* _RECORD EXCERPTS_:
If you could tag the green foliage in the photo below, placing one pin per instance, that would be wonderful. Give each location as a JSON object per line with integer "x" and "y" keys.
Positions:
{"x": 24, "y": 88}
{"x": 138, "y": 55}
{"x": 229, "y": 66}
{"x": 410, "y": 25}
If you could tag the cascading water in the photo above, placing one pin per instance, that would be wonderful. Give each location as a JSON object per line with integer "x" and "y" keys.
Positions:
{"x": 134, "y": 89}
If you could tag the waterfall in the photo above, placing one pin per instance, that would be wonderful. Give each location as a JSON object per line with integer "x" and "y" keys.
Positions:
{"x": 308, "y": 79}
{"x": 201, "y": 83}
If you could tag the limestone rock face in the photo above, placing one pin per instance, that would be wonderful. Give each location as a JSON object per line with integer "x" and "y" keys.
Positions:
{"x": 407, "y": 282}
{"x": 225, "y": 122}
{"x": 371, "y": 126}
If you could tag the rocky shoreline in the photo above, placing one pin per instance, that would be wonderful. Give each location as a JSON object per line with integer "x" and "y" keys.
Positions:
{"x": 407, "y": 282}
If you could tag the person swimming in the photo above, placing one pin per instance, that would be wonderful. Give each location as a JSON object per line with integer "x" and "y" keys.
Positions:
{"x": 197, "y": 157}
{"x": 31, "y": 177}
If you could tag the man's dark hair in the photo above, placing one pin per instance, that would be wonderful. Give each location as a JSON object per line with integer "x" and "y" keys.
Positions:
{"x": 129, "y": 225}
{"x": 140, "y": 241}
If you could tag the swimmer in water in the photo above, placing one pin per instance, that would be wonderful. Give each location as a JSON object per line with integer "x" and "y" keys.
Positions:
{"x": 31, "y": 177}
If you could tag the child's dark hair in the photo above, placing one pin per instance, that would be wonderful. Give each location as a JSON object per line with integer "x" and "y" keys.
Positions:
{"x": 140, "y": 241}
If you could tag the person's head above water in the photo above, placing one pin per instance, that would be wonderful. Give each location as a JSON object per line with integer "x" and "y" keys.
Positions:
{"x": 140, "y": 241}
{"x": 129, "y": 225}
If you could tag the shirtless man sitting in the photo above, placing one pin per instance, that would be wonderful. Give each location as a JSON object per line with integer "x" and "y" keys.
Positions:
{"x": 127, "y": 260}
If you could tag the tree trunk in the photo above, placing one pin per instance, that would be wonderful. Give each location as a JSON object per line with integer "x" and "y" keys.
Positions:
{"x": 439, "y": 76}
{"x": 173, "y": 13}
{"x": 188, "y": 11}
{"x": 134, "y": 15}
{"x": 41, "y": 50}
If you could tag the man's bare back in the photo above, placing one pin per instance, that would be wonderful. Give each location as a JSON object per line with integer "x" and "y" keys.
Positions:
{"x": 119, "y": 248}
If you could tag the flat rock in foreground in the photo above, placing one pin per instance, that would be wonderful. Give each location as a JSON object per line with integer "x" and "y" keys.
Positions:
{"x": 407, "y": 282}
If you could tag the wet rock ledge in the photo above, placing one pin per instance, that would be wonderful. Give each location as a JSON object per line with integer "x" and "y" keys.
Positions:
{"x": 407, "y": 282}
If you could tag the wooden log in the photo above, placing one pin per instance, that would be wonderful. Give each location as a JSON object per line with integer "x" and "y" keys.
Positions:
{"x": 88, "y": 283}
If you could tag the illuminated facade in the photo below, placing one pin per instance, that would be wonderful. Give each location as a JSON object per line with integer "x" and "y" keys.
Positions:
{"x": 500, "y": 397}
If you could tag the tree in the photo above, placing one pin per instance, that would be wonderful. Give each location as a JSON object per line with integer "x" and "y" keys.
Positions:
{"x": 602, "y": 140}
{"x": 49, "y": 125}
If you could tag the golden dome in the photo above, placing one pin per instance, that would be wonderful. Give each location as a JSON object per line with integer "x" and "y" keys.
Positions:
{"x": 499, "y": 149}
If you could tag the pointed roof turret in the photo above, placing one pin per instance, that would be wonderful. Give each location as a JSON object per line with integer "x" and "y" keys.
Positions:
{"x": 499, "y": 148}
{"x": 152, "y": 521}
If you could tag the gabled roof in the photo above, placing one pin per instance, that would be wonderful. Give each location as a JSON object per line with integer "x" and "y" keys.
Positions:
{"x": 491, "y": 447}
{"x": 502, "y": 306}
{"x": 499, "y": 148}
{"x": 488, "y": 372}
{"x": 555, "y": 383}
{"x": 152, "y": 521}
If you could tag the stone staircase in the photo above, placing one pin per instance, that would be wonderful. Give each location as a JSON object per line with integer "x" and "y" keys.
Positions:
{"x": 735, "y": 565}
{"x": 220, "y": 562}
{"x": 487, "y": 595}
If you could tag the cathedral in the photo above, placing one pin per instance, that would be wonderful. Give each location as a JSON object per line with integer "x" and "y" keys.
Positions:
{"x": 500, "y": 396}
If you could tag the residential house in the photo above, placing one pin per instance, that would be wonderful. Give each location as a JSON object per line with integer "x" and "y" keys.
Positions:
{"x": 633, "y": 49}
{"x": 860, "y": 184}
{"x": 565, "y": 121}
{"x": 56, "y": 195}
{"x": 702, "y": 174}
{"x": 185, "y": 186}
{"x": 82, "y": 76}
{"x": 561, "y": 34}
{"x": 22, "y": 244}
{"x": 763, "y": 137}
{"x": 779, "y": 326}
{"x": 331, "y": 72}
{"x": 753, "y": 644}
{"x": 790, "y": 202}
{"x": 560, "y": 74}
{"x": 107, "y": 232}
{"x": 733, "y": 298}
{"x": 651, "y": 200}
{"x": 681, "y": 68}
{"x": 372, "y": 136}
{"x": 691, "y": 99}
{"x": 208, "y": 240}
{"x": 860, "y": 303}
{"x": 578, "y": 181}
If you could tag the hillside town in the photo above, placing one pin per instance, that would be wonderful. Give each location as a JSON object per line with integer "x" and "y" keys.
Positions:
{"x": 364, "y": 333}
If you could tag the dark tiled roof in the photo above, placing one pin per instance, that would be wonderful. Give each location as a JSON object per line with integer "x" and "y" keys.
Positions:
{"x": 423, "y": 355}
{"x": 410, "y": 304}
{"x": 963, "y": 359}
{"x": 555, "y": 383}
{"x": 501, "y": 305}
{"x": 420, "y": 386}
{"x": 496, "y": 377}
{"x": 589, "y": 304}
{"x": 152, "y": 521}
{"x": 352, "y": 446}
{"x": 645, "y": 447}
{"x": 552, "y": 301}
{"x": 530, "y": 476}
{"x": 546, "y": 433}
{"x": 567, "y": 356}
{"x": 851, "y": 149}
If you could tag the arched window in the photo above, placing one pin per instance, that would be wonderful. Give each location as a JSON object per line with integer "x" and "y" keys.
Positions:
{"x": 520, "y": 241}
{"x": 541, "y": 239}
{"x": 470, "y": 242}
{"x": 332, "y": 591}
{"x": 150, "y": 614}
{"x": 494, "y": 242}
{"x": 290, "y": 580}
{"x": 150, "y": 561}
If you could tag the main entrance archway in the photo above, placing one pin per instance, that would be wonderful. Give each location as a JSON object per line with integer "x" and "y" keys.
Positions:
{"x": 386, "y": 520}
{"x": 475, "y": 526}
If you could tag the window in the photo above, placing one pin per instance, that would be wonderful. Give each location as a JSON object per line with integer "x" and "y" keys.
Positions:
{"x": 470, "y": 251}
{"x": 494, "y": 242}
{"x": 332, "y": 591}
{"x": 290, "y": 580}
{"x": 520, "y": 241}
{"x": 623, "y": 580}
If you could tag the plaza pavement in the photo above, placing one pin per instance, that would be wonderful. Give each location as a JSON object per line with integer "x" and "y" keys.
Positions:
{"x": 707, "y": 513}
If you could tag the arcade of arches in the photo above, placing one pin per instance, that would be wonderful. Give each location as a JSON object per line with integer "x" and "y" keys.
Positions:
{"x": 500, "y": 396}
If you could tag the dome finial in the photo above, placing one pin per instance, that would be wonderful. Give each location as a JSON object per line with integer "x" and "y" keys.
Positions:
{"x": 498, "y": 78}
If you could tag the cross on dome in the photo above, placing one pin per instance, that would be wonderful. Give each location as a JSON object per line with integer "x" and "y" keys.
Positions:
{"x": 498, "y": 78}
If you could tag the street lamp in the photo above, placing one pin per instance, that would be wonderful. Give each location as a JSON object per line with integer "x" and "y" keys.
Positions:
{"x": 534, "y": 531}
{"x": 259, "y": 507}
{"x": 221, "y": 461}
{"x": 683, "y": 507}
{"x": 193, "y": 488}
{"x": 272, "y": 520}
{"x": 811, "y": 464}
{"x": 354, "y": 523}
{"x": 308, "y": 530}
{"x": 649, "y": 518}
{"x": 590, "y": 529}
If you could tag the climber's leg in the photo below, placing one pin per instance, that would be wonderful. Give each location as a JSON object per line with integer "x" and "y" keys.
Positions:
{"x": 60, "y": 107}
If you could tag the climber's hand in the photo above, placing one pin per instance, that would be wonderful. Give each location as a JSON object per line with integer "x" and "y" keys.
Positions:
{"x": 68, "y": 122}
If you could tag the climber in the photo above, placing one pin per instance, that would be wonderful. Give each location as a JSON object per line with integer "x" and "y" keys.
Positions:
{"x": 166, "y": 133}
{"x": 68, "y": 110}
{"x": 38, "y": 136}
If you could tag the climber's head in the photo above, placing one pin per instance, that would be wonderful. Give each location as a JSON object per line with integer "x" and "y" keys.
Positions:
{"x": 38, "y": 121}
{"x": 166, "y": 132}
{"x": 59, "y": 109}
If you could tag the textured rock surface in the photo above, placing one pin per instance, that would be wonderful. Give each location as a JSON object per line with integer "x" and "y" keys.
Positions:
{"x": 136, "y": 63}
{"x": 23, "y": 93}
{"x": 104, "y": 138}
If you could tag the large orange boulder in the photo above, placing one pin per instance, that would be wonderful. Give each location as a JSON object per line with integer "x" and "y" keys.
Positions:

* _WRITTEN PROBLEM_: Format the stretch of the material above that begins with the line containing "If you could tag the climber's leg" and continues to the end of the material as a numbered list, leaving out any blank lines.

* _SOLUTION TO THIS EXERCISE_:
1. If you could tag the climber's leg in the photo below, placing one pin per instance, that would be wonderful. Give each location as a JSON object per line with integer "x" and "y" keys.
2. Positions:
3. {"x": 60, "y": 107}
4. If you could tag the climber's hand in the photo above, placing one pin per instance, that would be wonderful. Give each location as a JSON object per line with integer "x" and "y" keys.
5. Positions:
6. {"x": 68, "y": 122}
7. If you could tag the climber in the photo above, placing one pin per instance, that would be wonderful. Give each location as a JSON object per line with integer "x" and "y" keys.
8. Positions:
9. {"x": 166, "y": 133}
10. {"x": 68, "y": 110}
11. {"x": 38, "y": 136}
12. If you could tag the climber's head in the photo above, placing one pin per instance, that would be wonderful. Give each location as a JSON object per line with integer "x" and "y" keys.
13. Positions:
14. {"x": 38, "y": 121}
15. {"x": 166, "y": 132}
16. {"x": 59, "y": 109}
17. If you could tag the textured rock surface in the photo above, placing one pin per instance, that would be wonderful. Give each location as a JSON object per line with integer "x" and "y" keys.
18. Positions:
19. {"x": 136, "y": 63}
20. {"x": 23, "y": 93}
21. {"x": 104, "y": 138}
22. If you could tag the large orange boulder in the photo above, placing one pin per instance, that would be wonderful. Give each location as a JSON object per line with integer "x" and "y" keys.
23. Positions:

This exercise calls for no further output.